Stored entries
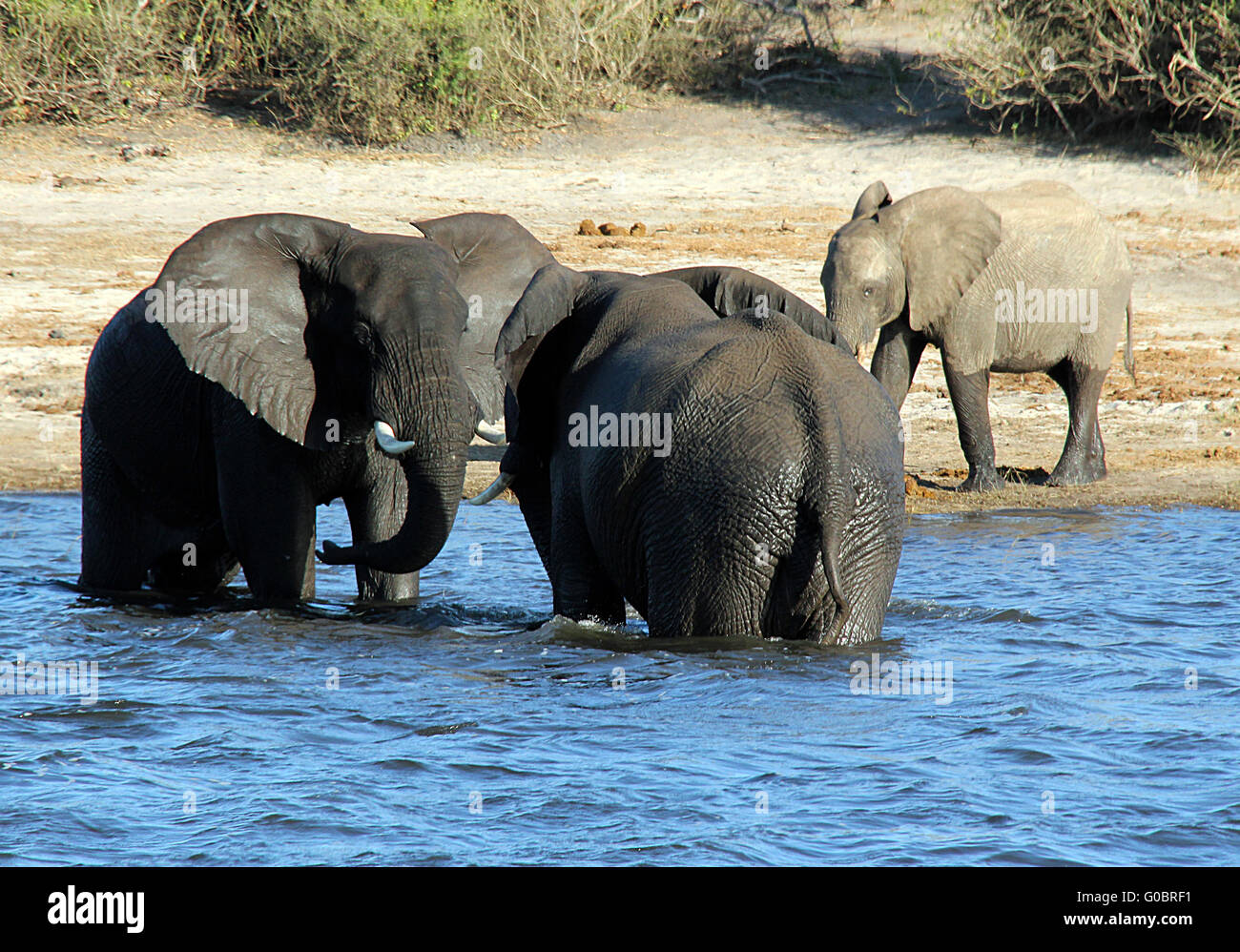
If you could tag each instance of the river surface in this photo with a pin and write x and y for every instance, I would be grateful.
(1067, 692)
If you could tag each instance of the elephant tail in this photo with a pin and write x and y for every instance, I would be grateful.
(1128, 362)
(830, 543)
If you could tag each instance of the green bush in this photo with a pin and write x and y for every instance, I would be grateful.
(372, 71)
(1168, 66)
(71, 60)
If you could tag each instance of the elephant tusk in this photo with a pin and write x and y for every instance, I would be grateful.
(494, 489)
(385, 437)
(490, 433)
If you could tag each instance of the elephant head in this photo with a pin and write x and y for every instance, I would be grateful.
(732, 290)
(330, 335)
(910, 259)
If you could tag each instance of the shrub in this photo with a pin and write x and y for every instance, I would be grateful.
(1168, 66)
(372, 71)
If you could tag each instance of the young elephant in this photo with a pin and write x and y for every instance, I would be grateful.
(1024, 279)
(728, 476)
(281, 361)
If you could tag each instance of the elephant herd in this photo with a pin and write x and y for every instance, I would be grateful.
(699, 443)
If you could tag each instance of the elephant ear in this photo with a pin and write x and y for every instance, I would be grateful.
(949, 237)
(232, 300)
(875, 197)
(732, 290)
(497, 259)
(549, 299)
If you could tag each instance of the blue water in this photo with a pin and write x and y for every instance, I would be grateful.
(467, 731)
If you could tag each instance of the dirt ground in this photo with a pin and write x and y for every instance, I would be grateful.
(90, 216)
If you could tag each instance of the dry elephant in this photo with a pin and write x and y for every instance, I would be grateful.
(1029, 278)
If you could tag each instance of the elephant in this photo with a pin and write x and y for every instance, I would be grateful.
(726, 474)
(1028, 278)
(283, 361)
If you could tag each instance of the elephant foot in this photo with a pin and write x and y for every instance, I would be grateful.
(981, 481)
(1078, 474)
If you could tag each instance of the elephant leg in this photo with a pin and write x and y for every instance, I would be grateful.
(116, 530)
(970, 400)
(199, 563)
(896, 359)
(268, 506)
(581, 587)
(376, 512)
(533, 497)
(1083, 459)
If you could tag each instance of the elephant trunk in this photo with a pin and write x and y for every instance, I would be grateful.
(429, 439)
(434, 495)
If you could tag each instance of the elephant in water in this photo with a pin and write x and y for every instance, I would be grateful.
(1024, 279)
(281, 361)
(727, 475)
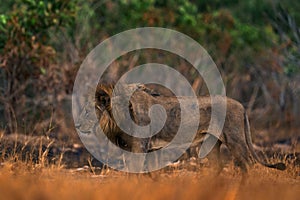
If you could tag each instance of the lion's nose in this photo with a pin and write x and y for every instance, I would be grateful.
(77, 126)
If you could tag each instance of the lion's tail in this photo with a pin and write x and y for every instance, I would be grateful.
(280, 166)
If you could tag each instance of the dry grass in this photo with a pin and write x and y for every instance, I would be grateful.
(25, 179)
(19, 180)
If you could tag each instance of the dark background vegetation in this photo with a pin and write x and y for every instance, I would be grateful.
(255, 44)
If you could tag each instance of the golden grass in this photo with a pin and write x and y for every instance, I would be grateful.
(20, 181)
(42, 180)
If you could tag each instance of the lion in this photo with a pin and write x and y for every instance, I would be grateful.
(235, 134)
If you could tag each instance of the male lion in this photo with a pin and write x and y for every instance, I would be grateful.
(235, 133)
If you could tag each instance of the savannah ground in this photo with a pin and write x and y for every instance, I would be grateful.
(26, 178)
(20, 181)
(255, 45)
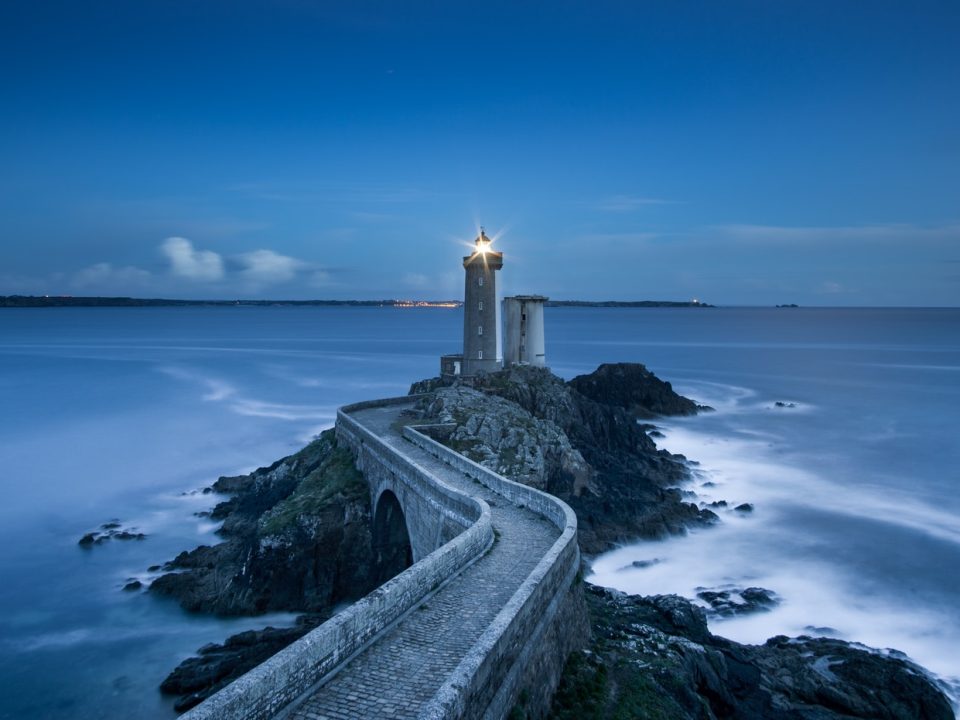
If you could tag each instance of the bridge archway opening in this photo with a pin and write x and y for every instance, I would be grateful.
(391, 542)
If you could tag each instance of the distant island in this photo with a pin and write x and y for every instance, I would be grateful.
(72, 301)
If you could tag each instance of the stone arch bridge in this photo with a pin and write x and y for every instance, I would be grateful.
(485, 614)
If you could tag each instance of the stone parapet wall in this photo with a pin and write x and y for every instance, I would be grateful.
(435, 513)
(525, 634)
(273, 685)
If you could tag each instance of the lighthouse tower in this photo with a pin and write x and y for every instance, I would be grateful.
(481, 311)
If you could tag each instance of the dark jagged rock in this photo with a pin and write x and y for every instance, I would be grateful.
(297, 538)
(653, 657)
(633, 387)
(533, 427)
(215, 666)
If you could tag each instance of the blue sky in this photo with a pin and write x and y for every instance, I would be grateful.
(737, 152)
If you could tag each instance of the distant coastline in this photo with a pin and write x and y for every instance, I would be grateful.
(72, 301)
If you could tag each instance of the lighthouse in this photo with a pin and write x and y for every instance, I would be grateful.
(481, 311)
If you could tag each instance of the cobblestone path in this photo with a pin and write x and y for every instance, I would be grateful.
(406, 666)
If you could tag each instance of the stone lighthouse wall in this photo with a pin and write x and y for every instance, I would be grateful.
(523, 330)
(481, 314)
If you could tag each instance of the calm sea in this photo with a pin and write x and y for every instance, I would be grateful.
(124, 413)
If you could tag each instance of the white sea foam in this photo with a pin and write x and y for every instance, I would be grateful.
(282, 411)
(745, 460)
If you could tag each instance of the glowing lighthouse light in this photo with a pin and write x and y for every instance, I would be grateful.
(483, 242)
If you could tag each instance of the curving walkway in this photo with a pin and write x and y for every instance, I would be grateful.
(401, 672)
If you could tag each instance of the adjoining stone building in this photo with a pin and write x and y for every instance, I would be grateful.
(482, 348)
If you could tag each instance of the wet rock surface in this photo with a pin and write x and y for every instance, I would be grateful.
(633, 387)
(296, 538)
(216, 665)
(533, 427)
(653, 657)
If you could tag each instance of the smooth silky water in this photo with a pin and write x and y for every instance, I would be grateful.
(127, 413)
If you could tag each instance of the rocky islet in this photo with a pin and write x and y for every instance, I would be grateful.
(297, 538)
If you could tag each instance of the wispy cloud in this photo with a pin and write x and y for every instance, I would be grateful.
(106, 275)
(629, 203)
(190, 263)
(266, 267)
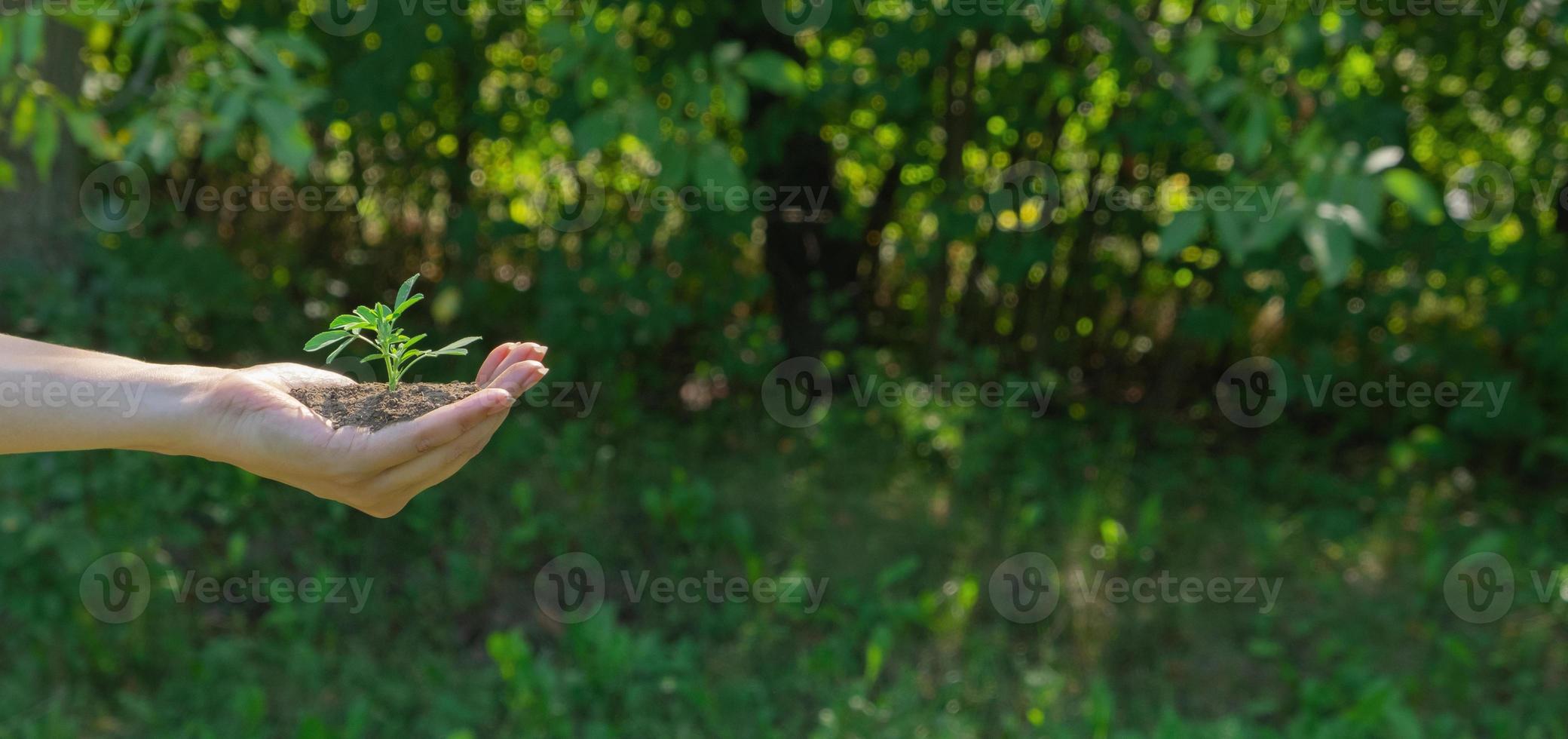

WHAT IS BEING ASKED:
All entries are to be retyped exactly. Omit any embedded images.

SOLUTION TO THIS EXERCISE:
If you could tag each instance of the river surface in this photo with a pin and write x and y for every instance, I would be grateful.
(1067, 692)
If you could tag each instance of the elephant tail in this photo with a pin and write x and y for every instance, I would be grateful.
(1128, 362)
(830, 543)
If you could tag each instance of the green bush in this photo with a pin and write x and y for every instance, I would be grateful.
(372, 71)
(1168, 66)
(71, 60)
If you could tag each instance of the elephant tusk in this photo with a pin and write x and y for every instance, I would be grateful.
(494, 489)
(385, 437)
(490, 433)
If you could tag each instance of the elephant head in this photo with a pin and write x and y for every instance, I would be grateful.
(732, 290)
(330, 335)
(910, 259)
If you could tag each instance of the shrub in this photo with a pin and write x and y for every instance, I would be grateful.
(1168, 66)
(372, 71)
If you could tag each instance of the young elephant in this photo with a pin and write x and y for every instance, I would be grateful.
(1024, 279)
(728, 476)
(281, 361)
If you could tag each instance of the elephant herd in this photo with a pin and write x and y for every instance, I would be grateful.
(699, 443)
If you could tag each instance of the elephant ear in this photo with a pin and write x and y for every instance, I would be grateful.
(949, 237)
(232, 300)
(875, 197)
(732, 290)
(497, 259)
(549, 299)
If you could tag each instance of the blue water in this photo with a pin and write x and y for every instance, I would be grateful.
(467, 731)
If you could tag each instance of the dirt ground in this photo with a pin and write x and y for every instance, I would be grateful.
(90, 216)
If you could tag each instance of the dry elephant in this photo with a pin and write x and y for every instance, I would be grateful.
(1029, 278)
If you could tag each instance of the elephant in this photo with a pin and write x and y for every instance, I would be grateful.
(726, 474)
(1028, 278)
(283, 361)
If you could tag each instance of the elephant foot in this photo with a pin and write x and y for every instance, I would be grateful.
(981, 481)
(1078, 474)
If you could tag each instance of the elephant leg in this photo with a pin and write x and y for every instance, I would be grateful.
(116, 530)
(970, 400)
(199, 563)
(896, 359)
(268, 506)
(581, 587)
(376, 512)
(533, 497)
(1083, 459)
If you could tag each instance of the elephant trunk in this photo with a pin and write x and y for every instance, I would be grateful.
(429, 439)
(434, 495)
If you could tag each instance of the elephant in water in this photo with a pin and write x and y for every instance, I would be grateful.
(1024, 279)
(281, 361)
(727, 475)
If you could tag each instance of the lion's nose in this photo with a pin and write x and y for every instance, I would be grateful.
(77, 126)
If you could tag each instance of the lion's tail in this photo with a pin and write x and y for every instance, I would be grateful.
(280, 166)
If you could tag each instance of the dry grass in this photo with a pin and write x and y for every instance, I would be grateful.
(25, 179)
(19, 180)
If you could tag each instance of the dark background vegetation in this photo with a pin and write x and y for every instance, I would be grateful.
(255, 44)
If you could tag each instance of the golden grass in this photo with a pin and write x and y for every instance, I would be grateful.
(20, 181)
(42, 180)
If you could tag each instance of the lion in this photo with a pin and write x and y for every instance, I would be grateful.
(235, 134)
If you could tag each instance of the male lion in this photo with a pin and write x and y for every instance, I would be grateful.
(235, 133)
If you could tag each instance of the savannah ground in this photo with a pin and write x and y for every instance, I would be grateful.
(26, 178)
(20, 181)
(255, 45)
If you could tag each instance of the bridge archway opening in this photo with a pin and write x and y for every instance, I would be grateful.
(391, 542)
If you could tag each instance of the distant island in this photo with a pin and write x and y for every instance, I would be grateful.
(72, 301)
If you could tag each instance of the stone arch bridge in this photo with a pin and write x and y for every instance, I would be grateful.
(485, 614)
If you could tag each instance of the stone parapet wall in this photo with a pin and write x and y for every instance, I would be grateful.
(435, 513)
(525, 634)
(273, 685)
If you could tag each instance of the lighthouse tower in this photo with a pin and write x and y for every instance, I would be grateful.
(481, 311)
If you could tag each instance of the dark jagged rock in this photo with a pin and write x and y for every instance, I would be grateful.
(297, 538)
(653, 657)
(633, 387)
(533, 427)
(215, 666)
If you could tag each instance of the blue sky in this photo with a pin and write x and y for every instance, I would be grateful.
(737, 152)
If you could tag each instance of the distant coastline in this photo with a pin and write x and y for every instance, I would be grateful.
(72, 301)
If you could tag each instance of the lighthouse in this photo with a pin and write x and y for every instance, I would be grateful.
(481, 311)
If you could tag each instance of the cobblestone path in this photo with a pin and write x and y for every instance, I would be grateful.
(406, 666)
If you could tag each instance of the stone lighthouse wall in this photo with a pin and write x and y for every instance, I would be grateful.
(523, 330)
(481, 314)
If you could tag each instance of the calm sea in this photo with a pin and write x and y for every instance, I would be grateful.
(124, 413)
If you could tag each instance of the white sea foam in this photo with a pin and write x and y for every instance, I would be grateful.
(282, 411)
(745, 460)
If you could tag each instance of the glowing lighthouse light in this photo with a pin and write x and y for every instance, I would be grateful.
(483, 242)
If you could tag each instance of the curving walkway in this photo with a pin and write x and y for every instance, I would be grateful.
(401, 672)
If you could tag each instance of the adjoining stone building in this photo with a pin and write x and y for every instance, I would be grateful.
(482, 348)
If you could tag each instance of the wet rock surface in this photo with a pin and write x and y for every instance, I would be grateful.
(633, 387)
(296, 538)
(216, 665)
(533, 427)
(653, 657)
If you could tag each instance of the smooth silky water in this photo with a pin and write x and y for every instance, I would be grateful.
(127, 413)
If you could tag each instance of the rocky islet in this photo with a pin and write x and y for every instance, I would be grateful.
(297, 538)
If you could tag each instance of the wispy cloud in this photo with a pin and write x and y for every instance, I would be grateful.
(106, 275)
(629, 203)
(190, 263)
(266, 267)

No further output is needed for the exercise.